(Beginning of Page excerpt)
New Rule Targets Poor Performers In Medicare Advantage, Part D Program
The Centers for Medicare and Medicaid Services unveiled a rule Monday that would allow the agency to drop plans that fail for three years to earn at least three stars under a five-star rating system.
Modern Healthcare: Rule Would Let CMS Terminate Poor-Performing Advantage, Part D Sponsors
CMS on Monday proposed changes to the Medicare Advantage and prescription drug programs that would implement provisions outlined in last year's Patient Protection and Affordable Care Act. Open to a 60-day comment period, the proposed rule would provide the CMS with the authority to terminate poor-performing Medicare Advantage and Part D sponsors that fail to achieve at least a 3-star rating under the agency's 5-star plan rating system for a period of three years (Zigmond, 10/3).
CQ HealthBeat: Proposed Rule Would Give CMS Power To Drop Poor-Quality Plans
The Centers for Medicare and Medicaid Services announced a proposed rule Monday that would give the agency the power to drop Medicare Advantage plans and Medicare prescription drug coverage plans that get low marks for quality. CMS could terminate plans that fail for three years to earn at least a three-star rating under the agency’s five-star rating system. The provision is part of a regulatory proposal for 2013 that also would put in place certain elements of the health care law. For example, the proposal codifies the 50 percent discount on brand-name drugs prescribed for beneficiaries in the "doughnut hole" — the part of the Part D drug benefit in which beneficiaries are 100 percent responsible for their drug costs (Reichard, 10/3).
(End of Page excerpt)
Problems to work on:
a) How long is the comment period for the proposed rule described in the Medicare Advantage news roundup?
b) Continue the Medicare Advantage news roundup from its last sentence.
(Beginning of Data listing)
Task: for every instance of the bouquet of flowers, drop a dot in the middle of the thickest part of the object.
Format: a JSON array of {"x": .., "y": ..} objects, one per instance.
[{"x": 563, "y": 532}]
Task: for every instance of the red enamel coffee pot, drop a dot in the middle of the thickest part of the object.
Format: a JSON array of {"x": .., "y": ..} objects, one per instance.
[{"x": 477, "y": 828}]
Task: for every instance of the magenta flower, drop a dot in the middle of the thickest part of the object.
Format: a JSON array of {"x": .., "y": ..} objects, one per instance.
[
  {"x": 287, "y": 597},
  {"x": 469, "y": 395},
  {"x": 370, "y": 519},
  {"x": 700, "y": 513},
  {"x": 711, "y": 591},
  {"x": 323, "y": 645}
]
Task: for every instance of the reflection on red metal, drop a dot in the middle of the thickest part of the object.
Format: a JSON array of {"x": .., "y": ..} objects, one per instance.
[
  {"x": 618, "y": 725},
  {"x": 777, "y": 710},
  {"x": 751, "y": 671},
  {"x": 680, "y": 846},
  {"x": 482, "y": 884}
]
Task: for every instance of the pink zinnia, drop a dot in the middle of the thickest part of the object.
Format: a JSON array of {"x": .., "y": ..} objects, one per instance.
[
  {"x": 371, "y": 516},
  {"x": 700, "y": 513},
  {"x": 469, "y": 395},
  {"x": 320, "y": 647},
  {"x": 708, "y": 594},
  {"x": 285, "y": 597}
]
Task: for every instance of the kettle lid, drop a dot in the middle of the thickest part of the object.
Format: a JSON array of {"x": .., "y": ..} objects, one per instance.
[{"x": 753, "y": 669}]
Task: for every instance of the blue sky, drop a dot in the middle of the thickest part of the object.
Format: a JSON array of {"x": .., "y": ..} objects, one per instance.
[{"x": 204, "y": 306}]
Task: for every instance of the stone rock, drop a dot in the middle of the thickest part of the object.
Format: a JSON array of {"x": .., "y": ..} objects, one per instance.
(End of Data listing)
Answers to each task:
a) 60 days.

b)
California Healthline: Quality Ratings Offered In Medicare Enrollment Window
Open enrollment for Medicare starts at the end of next week. This week, the federal government launched its online service to help people make Medicare decisions. This year, their service offers a little something extra, according to David Sayen, the regional administrator for CMS. Medicare Advantage plans now will be rated for quality of care. Part D prescription drug plans will continue to be rated for quality (Gorn, 10/4).